■ Task description
Copy the stretch of rows that opens with the line containing "Provide the outline of every instance of the belt" and closes with the line containing "451], [41, 455]]". Include both of those lines and reproduce every line unchanged.
# Extracted material start
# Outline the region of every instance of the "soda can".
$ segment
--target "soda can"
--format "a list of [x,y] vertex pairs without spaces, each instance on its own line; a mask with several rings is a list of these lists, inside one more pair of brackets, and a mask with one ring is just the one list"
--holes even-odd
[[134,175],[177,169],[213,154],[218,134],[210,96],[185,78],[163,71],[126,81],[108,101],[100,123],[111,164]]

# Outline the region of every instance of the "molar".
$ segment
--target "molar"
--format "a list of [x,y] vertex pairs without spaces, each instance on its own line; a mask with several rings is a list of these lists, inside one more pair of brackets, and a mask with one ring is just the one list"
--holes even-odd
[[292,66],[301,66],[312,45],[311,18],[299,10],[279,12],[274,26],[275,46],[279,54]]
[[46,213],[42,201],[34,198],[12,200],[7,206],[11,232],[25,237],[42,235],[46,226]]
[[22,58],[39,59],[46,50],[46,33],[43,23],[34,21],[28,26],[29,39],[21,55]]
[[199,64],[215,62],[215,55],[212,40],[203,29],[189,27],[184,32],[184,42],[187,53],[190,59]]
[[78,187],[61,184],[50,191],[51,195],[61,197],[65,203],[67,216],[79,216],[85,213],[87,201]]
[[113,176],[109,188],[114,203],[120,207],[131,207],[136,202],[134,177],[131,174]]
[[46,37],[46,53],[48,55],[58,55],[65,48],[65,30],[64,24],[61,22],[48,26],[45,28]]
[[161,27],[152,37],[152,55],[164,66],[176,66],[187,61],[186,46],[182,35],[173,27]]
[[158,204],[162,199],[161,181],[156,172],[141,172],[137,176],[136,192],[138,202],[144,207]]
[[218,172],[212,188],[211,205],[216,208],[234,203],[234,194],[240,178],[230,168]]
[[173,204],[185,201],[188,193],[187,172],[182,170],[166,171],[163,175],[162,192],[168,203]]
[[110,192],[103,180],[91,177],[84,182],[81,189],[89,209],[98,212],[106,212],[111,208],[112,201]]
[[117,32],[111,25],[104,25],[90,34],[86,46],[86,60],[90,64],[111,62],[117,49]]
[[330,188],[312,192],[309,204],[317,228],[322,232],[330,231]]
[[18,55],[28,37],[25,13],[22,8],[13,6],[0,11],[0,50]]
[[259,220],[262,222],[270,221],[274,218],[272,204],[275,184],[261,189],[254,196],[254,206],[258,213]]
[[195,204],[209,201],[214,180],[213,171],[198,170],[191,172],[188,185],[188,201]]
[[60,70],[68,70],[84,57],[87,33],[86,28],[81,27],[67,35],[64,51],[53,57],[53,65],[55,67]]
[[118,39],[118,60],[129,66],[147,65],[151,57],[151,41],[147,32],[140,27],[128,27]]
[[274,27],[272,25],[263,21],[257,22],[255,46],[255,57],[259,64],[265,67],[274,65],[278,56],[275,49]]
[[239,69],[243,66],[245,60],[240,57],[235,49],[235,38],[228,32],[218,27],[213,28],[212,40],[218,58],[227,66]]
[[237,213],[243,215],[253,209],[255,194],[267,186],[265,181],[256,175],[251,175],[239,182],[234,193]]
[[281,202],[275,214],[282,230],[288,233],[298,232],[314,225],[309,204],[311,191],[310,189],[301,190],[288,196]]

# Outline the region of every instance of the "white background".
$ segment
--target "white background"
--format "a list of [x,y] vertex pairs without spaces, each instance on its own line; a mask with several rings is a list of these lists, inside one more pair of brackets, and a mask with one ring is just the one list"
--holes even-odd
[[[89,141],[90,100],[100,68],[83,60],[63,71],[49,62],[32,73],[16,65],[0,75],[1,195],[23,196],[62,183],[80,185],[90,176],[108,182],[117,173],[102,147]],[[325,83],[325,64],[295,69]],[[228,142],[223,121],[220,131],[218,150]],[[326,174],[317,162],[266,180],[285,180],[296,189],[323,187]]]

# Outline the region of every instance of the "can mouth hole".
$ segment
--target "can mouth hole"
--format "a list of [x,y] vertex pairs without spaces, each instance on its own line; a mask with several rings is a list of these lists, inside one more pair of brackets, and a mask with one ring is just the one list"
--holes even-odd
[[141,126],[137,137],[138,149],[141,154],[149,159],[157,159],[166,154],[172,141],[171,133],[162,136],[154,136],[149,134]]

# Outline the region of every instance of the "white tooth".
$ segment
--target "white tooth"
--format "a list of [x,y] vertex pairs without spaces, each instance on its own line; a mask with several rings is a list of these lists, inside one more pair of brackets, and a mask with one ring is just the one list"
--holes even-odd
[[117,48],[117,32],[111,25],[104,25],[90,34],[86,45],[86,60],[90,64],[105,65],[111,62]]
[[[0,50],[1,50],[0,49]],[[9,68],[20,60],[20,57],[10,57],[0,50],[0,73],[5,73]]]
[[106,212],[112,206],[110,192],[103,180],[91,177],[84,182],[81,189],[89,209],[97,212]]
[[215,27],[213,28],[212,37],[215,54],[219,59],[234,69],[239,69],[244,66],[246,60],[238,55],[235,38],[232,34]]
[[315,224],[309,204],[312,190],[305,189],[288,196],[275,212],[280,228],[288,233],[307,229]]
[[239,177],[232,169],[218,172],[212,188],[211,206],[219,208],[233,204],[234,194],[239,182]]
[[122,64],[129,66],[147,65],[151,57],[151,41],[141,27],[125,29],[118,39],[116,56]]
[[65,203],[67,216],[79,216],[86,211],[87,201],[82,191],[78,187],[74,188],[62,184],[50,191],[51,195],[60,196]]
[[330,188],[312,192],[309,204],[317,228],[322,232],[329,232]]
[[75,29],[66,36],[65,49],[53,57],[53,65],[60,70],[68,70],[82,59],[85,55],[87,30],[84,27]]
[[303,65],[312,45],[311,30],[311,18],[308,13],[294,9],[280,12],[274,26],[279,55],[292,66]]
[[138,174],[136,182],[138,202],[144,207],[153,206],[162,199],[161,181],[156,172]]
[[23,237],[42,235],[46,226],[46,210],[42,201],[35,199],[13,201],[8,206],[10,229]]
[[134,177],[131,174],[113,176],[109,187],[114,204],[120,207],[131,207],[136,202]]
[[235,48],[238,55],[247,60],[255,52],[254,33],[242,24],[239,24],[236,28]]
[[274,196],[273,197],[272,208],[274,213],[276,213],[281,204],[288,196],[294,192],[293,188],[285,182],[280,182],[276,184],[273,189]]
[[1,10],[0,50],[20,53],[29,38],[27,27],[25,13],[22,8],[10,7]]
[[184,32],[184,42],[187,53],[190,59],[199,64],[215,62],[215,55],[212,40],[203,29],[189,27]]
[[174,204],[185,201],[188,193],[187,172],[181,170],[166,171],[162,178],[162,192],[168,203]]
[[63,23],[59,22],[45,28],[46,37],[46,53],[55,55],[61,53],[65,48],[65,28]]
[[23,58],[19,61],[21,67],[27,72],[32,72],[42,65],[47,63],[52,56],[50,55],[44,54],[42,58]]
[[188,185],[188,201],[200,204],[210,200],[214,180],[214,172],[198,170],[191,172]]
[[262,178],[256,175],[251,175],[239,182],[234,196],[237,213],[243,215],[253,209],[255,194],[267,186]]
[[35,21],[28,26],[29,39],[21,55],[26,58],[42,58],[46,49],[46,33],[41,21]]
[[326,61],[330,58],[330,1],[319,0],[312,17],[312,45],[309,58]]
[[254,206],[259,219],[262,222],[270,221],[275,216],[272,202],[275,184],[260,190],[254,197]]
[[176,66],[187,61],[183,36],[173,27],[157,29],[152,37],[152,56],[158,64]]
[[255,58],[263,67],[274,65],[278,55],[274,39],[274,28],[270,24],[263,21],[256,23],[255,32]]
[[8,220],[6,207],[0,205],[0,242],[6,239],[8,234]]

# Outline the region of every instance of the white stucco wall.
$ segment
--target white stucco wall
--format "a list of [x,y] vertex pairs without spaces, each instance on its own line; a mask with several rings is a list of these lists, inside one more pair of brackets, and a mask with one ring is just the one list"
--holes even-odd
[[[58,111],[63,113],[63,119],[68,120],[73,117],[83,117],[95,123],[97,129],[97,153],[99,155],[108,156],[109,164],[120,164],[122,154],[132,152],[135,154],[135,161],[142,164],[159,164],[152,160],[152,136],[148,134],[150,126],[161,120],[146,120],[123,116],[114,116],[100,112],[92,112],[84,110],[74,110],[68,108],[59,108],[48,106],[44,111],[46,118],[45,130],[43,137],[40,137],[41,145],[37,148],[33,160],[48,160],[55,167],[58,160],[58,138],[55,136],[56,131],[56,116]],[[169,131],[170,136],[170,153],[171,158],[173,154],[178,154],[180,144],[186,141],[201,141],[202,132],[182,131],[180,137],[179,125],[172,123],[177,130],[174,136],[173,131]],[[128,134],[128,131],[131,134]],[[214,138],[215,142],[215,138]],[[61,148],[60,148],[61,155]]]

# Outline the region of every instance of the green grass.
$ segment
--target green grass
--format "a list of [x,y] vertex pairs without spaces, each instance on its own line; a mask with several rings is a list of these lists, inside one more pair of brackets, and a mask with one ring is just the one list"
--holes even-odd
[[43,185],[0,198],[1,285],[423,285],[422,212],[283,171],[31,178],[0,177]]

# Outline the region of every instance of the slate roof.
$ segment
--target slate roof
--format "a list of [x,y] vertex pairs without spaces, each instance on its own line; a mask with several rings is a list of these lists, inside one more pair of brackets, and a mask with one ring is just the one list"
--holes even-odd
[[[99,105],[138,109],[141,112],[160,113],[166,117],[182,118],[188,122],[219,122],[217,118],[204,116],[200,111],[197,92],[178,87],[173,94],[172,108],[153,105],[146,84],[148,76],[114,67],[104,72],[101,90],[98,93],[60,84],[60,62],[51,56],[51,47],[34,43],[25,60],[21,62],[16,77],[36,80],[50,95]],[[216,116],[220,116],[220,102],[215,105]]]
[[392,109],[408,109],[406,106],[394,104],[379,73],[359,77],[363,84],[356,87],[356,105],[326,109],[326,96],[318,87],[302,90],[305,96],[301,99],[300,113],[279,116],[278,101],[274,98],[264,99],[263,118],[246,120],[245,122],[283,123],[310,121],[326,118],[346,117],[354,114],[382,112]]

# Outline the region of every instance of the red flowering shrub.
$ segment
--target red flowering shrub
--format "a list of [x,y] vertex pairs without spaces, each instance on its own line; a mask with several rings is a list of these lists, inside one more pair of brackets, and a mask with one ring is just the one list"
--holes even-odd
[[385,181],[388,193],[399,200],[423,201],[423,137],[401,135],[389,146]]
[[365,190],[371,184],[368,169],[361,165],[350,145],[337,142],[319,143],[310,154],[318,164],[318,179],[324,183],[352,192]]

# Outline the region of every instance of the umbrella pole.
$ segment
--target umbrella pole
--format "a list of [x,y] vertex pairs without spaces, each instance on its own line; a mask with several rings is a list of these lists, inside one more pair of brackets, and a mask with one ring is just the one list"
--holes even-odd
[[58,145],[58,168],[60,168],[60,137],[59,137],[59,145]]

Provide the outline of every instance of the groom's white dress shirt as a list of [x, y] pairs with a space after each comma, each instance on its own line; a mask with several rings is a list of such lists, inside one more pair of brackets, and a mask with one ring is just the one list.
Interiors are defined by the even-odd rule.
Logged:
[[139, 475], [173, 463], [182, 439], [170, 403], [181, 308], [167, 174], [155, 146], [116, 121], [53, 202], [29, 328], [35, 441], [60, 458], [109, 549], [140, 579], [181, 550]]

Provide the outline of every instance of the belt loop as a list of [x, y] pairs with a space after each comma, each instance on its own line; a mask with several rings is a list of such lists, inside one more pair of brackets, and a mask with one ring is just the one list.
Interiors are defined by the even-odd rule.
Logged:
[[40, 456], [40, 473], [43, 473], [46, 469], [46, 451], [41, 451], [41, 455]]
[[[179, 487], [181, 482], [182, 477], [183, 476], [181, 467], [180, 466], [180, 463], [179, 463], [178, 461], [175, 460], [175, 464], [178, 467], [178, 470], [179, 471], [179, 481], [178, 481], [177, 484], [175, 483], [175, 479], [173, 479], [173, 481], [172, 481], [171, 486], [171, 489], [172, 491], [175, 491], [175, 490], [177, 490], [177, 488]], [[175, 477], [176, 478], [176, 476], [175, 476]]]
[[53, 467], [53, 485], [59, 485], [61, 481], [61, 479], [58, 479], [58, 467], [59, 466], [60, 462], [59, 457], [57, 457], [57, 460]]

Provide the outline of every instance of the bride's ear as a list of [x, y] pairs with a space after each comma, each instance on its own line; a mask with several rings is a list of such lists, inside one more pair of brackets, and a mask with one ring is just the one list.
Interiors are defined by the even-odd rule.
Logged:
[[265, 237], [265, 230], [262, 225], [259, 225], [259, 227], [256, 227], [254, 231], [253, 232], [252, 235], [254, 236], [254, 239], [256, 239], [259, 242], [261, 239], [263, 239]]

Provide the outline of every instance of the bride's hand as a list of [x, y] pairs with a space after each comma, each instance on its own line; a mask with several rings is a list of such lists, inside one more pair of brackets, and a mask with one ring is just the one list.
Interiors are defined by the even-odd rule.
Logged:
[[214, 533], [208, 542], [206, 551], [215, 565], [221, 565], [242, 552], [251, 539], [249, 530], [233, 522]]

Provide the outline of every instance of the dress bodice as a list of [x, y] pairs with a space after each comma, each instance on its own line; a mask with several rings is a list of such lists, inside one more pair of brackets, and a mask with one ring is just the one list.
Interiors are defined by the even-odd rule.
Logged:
# Extracted material end
■ Correct response
Provide the outline of every instance of the belt loop as a list of [x, y] pairs with a space after each comma, each instance on its own line; a mask with several rings is a list of such lists, inside one more pair of brackets, and a mask with one ring is just the one list.
Interiors are defined by the even-odd rule.
Logged:
[[40, 456], [40, 473], [43, 473], [46, 469], [46, 451], [41, 451], [41, 455]]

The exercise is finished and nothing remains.